--- begin EXERCISE INPUTS ---

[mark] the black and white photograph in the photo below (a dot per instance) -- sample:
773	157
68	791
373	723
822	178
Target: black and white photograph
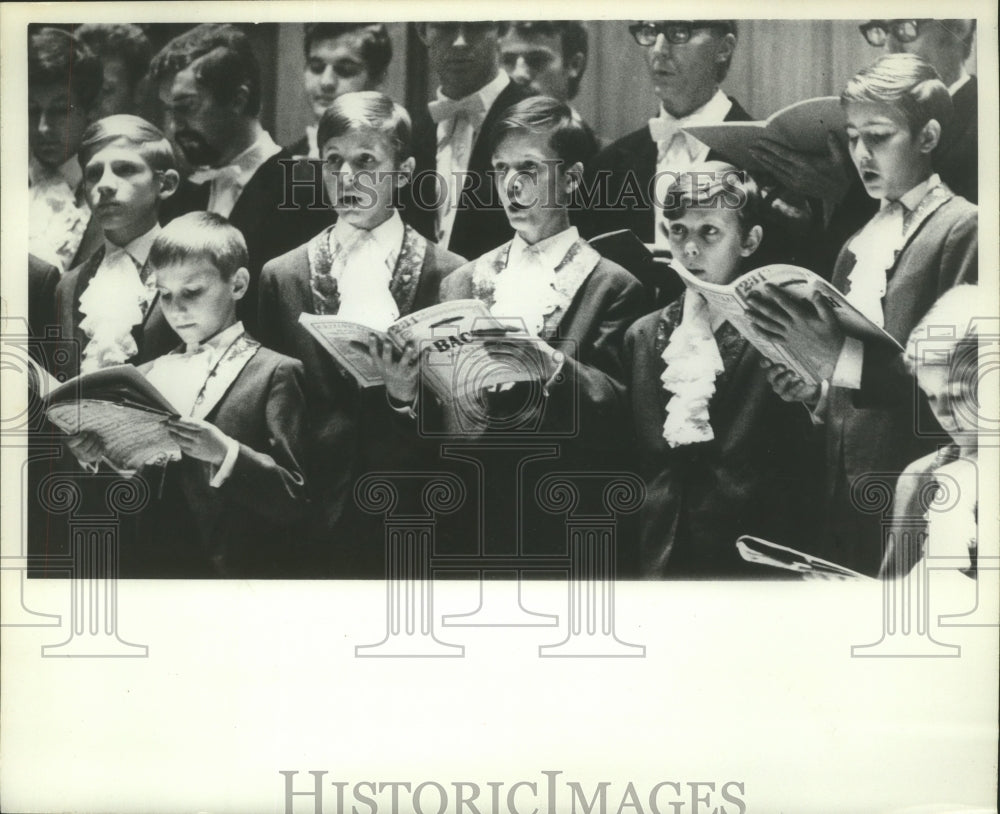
409	410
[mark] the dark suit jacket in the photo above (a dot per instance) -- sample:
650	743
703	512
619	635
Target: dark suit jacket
242	528
620	179
43	278
885	425
480	225
270	230
153	337
759	475
350	431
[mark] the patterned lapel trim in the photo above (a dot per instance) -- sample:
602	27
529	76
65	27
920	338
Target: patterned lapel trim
224	373
571	272
409	266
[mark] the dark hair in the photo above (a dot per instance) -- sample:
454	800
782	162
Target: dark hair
223	61
147	139
376	47
573	40
370	109
200	235
119	40
57	57
908	83
716	185
543	114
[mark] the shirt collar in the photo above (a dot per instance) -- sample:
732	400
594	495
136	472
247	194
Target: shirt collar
138	248
388	236
550	251
911	199
489	93
69	171
712	112
217	344
954	87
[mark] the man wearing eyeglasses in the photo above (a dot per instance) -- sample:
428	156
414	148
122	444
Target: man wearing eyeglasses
548	57
946	44
687	60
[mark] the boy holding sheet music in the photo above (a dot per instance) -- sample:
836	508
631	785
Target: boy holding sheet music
226	507
923	241
721	455
369	268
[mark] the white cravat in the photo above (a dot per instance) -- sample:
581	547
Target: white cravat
458	124
228	181
363	263
678	152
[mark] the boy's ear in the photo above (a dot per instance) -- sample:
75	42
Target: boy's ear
752	241
929	136
240	282
406	168
169	181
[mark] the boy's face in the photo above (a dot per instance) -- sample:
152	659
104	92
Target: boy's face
463	55
56	122
534	188
117	90
710	243
196	301
198	124
122	188
890	159
684	75
536	62
335	67
361	176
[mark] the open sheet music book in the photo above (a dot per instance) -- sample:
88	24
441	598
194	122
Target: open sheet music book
803	127
120	406
730	303
755	550
463	348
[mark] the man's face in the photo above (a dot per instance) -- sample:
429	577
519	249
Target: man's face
117	91
121	187
196	122
463	55
196	301
684	75
886	154
536	62
335	67
533	184
56	122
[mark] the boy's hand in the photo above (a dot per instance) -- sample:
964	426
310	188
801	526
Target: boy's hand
810	326
825	177
401	375
199	439
86	447
788	385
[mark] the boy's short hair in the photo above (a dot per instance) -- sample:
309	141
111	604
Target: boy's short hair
371	110
56	57
200	235
573	39
905	81
225	60
716	185
148	140
948	335
543	114
119	40
376	47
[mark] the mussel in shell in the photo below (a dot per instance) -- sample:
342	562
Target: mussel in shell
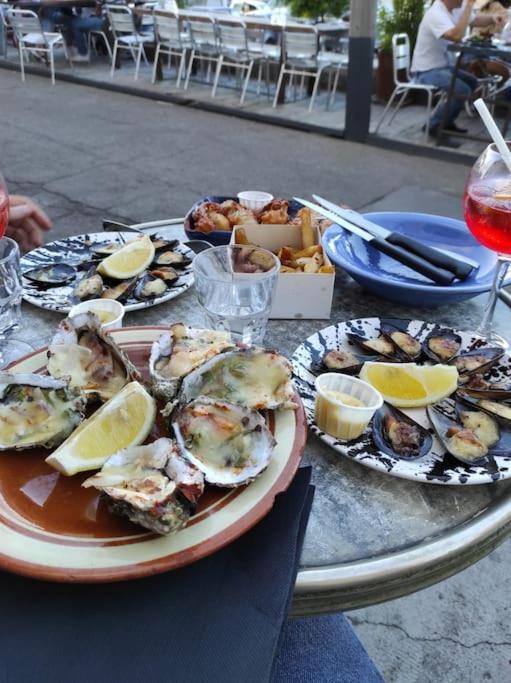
172	258
397	435
477	361
120	291
408	348
461	442
54	275
442	345
89	287
149	287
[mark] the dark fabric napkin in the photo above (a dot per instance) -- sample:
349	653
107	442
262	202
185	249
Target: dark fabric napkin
218	620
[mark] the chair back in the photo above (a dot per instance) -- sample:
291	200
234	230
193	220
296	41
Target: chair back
400	57
23	22
202	33
166	29
233	36
121	20
303	44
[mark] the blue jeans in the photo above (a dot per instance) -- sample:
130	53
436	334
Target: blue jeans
464	85
80	27
322	650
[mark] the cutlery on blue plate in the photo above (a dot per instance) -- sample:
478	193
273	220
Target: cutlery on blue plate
461	266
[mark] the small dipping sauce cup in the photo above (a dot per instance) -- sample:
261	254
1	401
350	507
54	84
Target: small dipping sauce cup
254	200
333	412
109	311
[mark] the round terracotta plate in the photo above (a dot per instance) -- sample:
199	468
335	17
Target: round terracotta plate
53	529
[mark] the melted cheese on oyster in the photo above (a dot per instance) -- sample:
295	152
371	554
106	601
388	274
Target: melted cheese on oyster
191	348
35	416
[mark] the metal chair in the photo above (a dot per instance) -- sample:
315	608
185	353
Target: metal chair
32	40
234	52
401	66
126	36
169	41
205	44
301	49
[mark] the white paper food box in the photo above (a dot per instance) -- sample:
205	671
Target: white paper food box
298	295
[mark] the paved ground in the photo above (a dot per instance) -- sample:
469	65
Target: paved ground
87	154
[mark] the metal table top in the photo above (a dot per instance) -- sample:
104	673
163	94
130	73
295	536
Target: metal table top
370	537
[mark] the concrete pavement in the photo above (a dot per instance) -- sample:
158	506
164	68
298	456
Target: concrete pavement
86	154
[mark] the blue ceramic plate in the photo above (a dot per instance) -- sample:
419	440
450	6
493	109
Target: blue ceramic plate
389	279
219	237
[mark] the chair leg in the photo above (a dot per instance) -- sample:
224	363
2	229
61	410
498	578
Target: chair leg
189	72
247	80
155	65
387	109
114	58
279	85
217	75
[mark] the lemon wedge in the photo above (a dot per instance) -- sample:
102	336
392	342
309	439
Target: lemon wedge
407	385
130	260
125	420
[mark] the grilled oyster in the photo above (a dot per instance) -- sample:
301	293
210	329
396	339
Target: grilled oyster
178	352
152	485
37	410
230	444
253	378
89	358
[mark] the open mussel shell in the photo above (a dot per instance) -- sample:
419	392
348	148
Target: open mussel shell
477	361
149	287
397	435
459	441
53	275
89	287
166	273
408	347
120	291
497	409
378	345
442	345
172	258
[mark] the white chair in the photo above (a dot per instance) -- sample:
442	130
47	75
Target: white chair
401	67
126	37
301	49
205	44
169	41
234	52
32	40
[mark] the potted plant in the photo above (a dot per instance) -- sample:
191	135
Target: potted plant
404	18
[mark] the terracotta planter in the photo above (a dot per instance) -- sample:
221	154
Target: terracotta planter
384	77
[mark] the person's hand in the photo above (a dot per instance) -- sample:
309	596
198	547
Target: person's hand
27	222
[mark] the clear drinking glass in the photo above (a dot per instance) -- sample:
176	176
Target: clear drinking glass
487	205
237	302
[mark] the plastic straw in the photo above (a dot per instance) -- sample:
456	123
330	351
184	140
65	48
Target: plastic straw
494	132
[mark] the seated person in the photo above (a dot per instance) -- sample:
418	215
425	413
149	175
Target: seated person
446	20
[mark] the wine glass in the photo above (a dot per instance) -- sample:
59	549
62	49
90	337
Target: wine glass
10	287
487	206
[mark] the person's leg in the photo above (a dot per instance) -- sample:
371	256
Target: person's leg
322	649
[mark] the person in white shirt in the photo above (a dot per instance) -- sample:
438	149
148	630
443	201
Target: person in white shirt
445	21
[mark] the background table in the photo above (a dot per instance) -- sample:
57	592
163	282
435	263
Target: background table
370	537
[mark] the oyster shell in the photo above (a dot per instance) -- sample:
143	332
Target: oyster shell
37	410
230	444
152	485
89	358
397	435
178	352
253	378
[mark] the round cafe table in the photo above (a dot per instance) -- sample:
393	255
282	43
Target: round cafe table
370	537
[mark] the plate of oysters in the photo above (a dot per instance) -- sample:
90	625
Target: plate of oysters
140	450
139	272
444	414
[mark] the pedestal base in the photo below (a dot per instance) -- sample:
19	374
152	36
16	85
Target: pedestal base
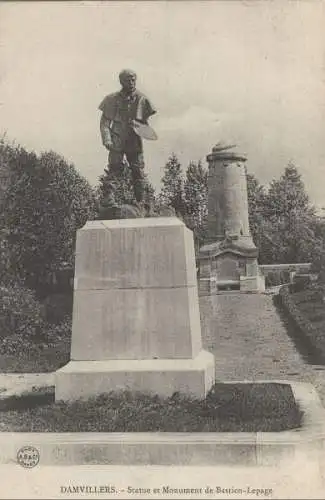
84	379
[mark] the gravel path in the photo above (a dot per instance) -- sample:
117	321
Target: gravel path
247	337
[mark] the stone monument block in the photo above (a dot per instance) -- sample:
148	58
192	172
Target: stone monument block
136	320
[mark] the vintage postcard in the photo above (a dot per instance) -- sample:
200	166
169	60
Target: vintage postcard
162	250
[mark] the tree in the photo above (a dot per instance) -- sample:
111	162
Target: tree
124	188
45	201
196	200
256	195
172	192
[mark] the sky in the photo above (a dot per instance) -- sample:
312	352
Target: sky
245	72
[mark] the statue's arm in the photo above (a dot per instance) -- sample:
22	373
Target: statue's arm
105	131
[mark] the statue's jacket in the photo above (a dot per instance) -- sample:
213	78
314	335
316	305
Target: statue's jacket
118	110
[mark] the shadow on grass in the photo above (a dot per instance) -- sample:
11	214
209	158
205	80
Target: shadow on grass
303	345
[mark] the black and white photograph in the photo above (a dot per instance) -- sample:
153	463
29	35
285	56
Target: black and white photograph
162	249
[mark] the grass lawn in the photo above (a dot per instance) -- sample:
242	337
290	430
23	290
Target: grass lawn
35	359
250	407
310	303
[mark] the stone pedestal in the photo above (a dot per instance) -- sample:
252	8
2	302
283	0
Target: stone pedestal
228	259
136	321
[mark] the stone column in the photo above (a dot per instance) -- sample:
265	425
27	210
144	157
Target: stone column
136	320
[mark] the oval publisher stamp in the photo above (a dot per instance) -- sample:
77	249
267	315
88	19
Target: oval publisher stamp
28	457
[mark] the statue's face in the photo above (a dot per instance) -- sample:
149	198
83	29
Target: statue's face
128	82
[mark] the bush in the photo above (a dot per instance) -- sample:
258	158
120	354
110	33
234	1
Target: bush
58	307
300	282
22	315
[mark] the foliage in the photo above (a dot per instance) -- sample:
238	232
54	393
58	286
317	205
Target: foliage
123	187
45	201
288	220
21	314
227	408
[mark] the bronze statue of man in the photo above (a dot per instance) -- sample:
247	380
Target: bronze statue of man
122	113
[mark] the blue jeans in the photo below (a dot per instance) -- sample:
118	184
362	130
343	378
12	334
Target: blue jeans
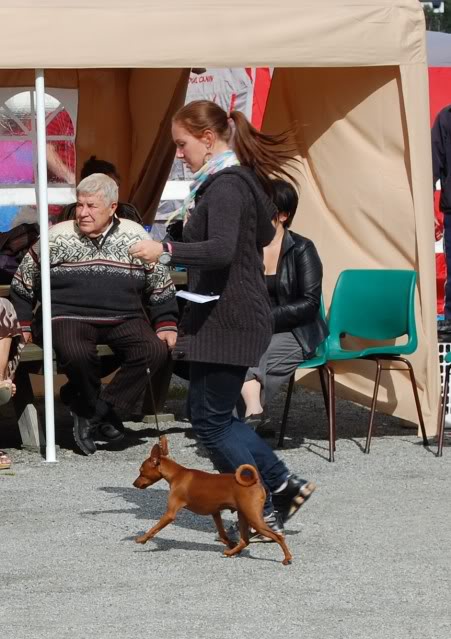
214	392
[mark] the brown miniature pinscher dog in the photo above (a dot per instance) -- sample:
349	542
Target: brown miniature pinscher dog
207	494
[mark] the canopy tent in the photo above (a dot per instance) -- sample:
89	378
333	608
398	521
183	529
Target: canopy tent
351	75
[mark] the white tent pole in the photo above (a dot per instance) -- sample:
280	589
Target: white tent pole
50	454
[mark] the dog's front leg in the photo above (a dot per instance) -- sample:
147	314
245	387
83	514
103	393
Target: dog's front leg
167	519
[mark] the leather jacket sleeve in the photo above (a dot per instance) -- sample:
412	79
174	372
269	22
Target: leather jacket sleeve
306	300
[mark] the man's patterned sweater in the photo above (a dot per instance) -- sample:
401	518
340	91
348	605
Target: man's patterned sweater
96	280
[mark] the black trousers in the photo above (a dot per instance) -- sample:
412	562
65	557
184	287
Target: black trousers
214	392
447	247
133	342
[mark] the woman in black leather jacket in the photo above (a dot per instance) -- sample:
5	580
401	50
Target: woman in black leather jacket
293	273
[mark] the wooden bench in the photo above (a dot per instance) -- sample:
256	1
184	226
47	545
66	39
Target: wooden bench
31	362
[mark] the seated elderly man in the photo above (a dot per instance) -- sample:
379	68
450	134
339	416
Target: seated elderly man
99	293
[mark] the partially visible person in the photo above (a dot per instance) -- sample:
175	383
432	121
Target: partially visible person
293	274
11	344
228	222
99	293
124	211
441	167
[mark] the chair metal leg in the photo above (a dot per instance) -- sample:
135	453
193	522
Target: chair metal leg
285	412
331	411
324	388
373	404
441	432
417	400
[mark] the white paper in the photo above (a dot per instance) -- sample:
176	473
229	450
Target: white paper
196	297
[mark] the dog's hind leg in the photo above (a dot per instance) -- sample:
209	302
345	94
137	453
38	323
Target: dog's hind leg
244	536
263	529
221	531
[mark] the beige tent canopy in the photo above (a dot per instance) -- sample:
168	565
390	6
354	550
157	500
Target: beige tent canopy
352	75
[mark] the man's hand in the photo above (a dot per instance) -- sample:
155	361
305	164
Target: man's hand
170	337
146	250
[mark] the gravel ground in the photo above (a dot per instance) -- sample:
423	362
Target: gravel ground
371	548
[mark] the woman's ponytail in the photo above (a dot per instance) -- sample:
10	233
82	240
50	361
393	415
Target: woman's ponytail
265	154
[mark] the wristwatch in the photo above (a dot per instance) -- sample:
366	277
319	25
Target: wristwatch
165	257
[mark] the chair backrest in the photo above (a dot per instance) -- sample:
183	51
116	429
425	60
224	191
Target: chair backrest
374	305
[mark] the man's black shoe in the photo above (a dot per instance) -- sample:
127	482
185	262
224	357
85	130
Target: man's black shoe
288	501
106	431
83	435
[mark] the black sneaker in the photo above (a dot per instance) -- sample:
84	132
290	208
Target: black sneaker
274	521
83	434
104	430
258	421
288	501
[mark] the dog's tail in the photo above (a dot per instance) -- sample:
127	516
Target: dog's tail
246	475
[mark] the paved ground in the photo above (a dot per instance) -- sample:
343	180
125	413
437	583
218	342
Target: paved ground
371	547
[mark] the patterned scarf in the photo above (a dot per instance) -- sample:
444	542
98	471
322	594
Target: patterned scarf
215	164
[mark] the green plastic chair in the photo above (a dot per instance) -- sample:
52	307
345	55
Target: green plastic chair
319	361
441	432
377	305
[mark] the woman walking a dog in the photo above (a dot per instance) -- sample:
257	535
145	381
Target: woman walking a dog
227	222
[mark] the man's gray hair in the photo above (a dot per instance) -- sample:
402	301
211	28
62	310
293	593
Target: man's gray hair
99	183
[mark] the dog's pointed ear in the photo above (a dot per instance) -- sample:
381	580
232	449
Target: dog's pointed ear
164	447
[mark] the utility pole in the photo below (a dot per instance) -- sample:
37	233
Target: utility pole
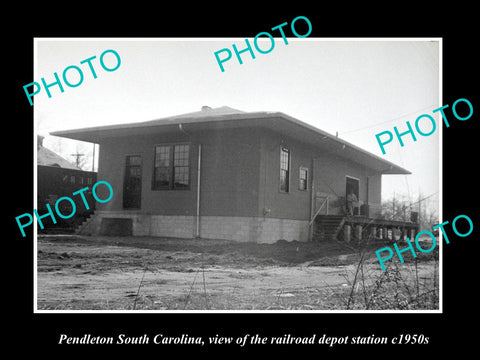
77	159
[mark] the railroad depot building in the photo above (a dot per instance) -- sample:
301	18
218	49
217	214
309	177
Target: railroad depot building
222	173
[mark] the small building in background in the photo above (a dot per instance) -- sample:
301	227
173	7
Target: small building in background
57	177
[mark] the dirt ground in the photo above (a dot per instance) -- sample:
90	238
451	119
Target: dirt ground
141	273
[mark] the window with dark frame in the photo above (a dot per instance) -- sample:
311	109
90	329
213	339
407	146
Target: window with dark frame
172	167
284	169
303	178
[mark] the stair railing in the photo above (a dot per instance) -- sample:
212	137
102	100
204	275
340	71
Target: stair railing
318	211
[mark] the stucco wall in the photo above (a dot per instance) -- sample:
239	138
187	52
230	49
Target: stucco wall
229	173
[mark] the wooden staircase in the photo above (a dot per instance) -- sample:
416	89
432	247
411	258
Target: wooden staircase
327	227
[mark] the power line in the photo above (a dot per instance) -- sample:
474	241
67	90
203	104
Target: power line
388	121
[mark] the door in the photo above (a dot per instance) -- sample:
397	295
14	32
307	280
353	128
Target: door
132	184
352	187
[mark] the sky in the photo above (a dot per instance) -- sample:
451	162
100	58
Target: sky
356	87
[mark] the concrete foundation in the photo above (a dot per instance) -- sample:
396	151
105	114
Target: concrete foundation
243	229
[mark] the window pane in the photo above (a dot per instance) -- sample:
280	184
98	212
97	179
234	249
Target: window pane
181	155
303	179
284	180
162	156
162	177
284	169
133	160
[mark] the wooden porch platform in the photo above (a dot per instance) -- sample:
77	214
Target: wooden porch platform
347	228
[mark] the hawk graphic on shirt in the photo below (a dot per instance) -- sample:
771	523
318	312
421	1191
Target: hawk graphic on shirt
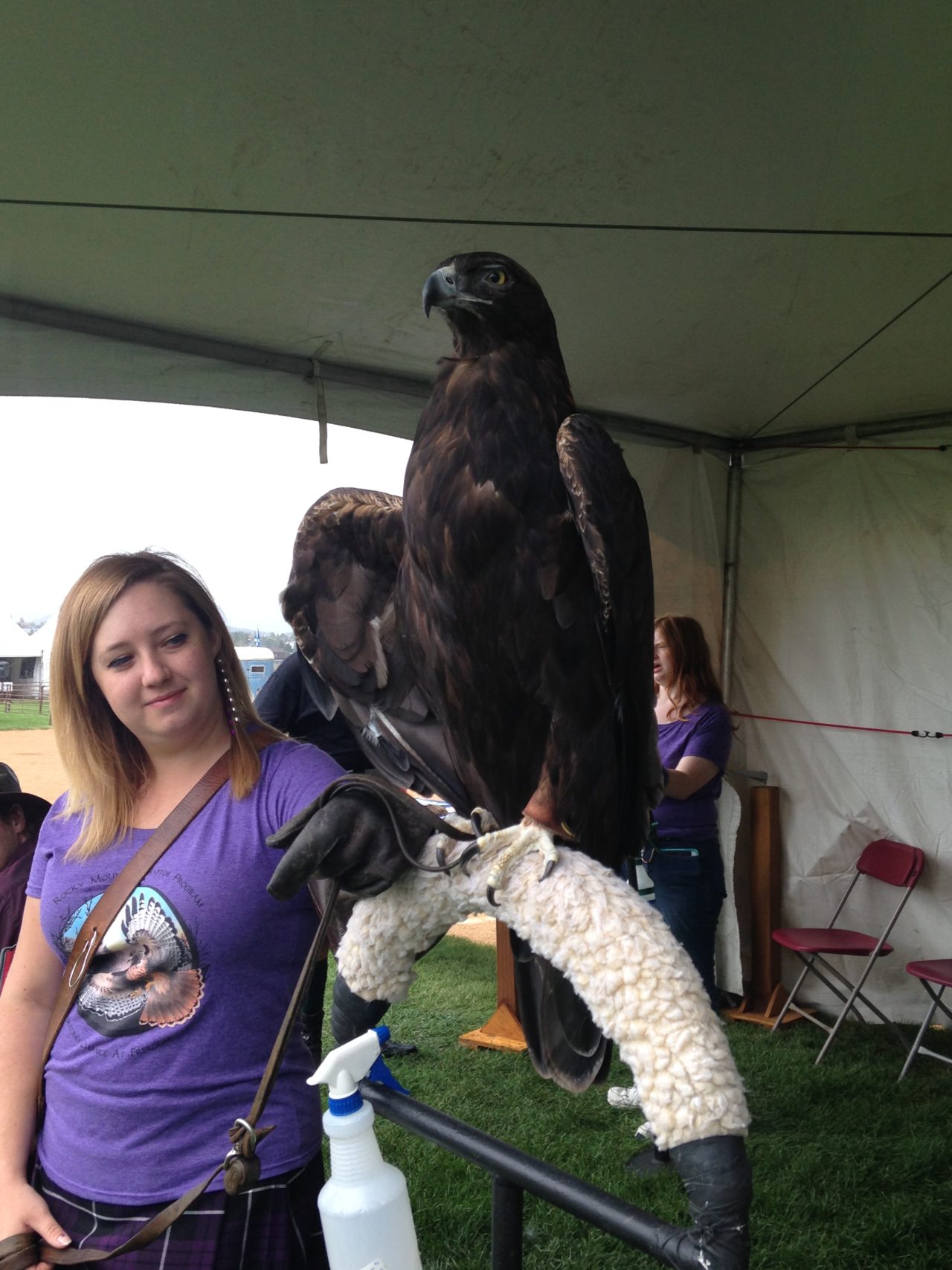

--- end EXERCISE INPUTS ---

- [GIVEN INSTRUCTION]: Beginning with the line that contains "[mark] the concrete foundation", repeat every remaining line of the data exactly, the last line included, and omit pictures.

- [FULL SOLUTION]:
[mark] the concrete foundation in the photo above (a dot per instance) -- sample:
396	151
105	114
Target: concrete foundation
243	229
[mark] the window pane in the photo above (a dot per instance) -- sample:
280	184
98	212
97	179
234	249
Target: window pane
181	155
303	179
284	180
162	156
162	177
284	169
133	160
[mark] the wooden porch platform in the photo above (a dot per instance) -- sample:
77	214
Target: wooden porch platform
347	228
[mark] the hawk graphic on shirt in the photo below (a dot per instance) -- sample:
771	523
318	312
421	1191
Target: hawk graphic on shirt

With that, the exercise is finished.